» PROBLEM TO WORK ON
Take the lines starting with the line that contains "If you could mark the table" and going on through the line that contains "(188, 1029)", and write them out again with "wooden coffee table" replaced by "walnut coffee table". Leave everything else the same.

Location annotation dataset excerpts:
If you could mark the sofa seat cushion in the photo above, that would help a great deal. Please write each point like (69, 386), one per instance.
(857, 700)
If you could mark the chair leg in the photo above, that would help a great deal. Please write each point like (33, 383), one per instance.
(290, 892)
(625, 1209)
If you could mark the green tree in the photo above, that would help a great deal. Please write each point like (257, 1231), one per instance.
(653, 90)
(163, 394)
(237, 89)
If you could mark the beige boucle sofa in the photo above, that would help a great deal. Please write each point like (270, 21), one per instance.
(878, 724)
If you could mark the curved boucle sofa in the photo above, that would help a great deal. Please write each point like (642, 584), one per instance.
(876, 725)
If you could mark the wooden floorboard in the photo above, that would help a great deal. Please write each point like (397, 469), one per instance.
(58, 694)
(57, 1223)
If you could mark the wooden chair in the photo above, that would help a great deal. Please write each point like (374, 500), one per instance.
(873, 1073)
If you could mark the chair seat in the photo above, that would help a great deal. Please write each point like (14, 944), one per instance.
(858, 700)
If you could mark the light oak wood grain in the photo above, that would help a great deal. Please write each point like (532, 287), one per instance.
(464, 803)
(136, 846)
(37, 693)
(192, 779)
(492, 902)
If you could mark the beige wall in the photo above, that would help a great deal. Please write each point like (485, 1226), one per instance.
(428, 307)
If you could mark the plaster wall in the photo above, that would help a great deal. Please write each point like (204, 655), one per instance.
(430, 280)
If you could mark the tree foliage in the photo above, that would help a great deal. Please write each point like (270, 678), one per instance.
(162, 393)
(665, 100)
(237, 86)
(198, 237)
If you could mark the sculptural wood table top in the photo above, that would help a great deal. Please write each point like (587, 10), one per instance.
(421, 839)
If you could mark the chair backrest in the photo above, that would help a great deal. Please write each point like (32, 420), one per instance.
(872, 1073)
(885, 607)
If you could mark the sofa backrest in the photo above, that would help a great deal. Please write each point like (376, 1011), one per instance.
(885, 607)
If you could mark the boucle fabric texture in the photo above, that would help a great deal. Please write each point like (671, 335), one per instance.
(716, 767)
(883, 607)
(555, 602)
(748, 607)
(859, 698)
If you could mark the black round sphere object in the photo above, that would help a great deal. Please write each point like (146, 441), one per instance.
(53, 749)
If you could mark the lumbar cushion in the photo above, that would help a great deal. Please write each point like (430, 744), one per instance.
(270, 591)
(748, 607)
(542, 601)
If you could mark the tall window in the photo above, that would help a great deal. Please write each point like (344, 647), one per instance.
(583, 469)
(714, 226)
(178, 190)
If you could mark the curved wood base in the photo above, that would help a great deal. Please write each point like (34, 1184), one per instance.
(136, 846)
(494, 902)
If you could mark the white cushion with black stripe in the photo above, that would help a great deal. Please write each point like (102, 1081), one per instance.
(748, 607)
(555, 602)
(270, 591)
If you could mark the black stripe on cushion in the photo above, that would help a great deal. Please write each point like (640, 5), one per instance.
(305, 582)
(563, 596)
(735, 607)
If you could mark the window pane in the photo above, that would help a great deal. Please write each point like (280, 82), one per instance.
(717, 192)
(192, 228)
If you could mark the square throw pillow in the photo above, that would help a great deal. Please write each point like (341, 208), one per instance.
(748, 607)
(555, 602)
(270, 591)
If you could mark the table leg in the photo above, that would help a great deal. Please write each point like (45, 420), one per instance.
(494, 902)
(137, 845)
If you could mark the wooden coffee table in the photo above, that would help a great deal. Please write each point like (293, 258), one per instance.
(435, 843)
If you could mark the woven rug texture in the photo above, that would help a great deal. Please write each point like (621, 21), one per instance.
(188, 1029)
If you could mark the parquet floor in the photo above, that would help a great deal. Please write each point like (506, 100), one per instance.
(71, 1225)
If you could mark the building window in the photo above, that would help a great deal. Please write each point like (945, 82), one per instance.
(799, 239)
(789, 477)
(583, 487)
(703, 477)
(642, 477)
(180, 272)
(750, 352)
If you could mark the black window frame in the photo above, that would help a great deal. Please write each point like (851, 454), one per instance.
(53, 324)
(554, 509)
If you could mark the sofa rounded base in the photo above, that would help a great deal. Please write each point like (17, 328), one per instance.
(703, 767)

» RESPONSE TO THE EXERCISE
If you could mark the table leg in the photo above, that would help a great deal. Please write each point like (45, 420), one per instance.
(494, 902)
(137, 845)
If you could mark the walnut coffee table in the photo above, that would help a great deal. Please write each point like (293, 258), one per instance.
(435, 843)
If you could mark the woven rug texture in the photo above, that would help a great deal. Please write each point like (621, 21), one per instance.
(188, 1029)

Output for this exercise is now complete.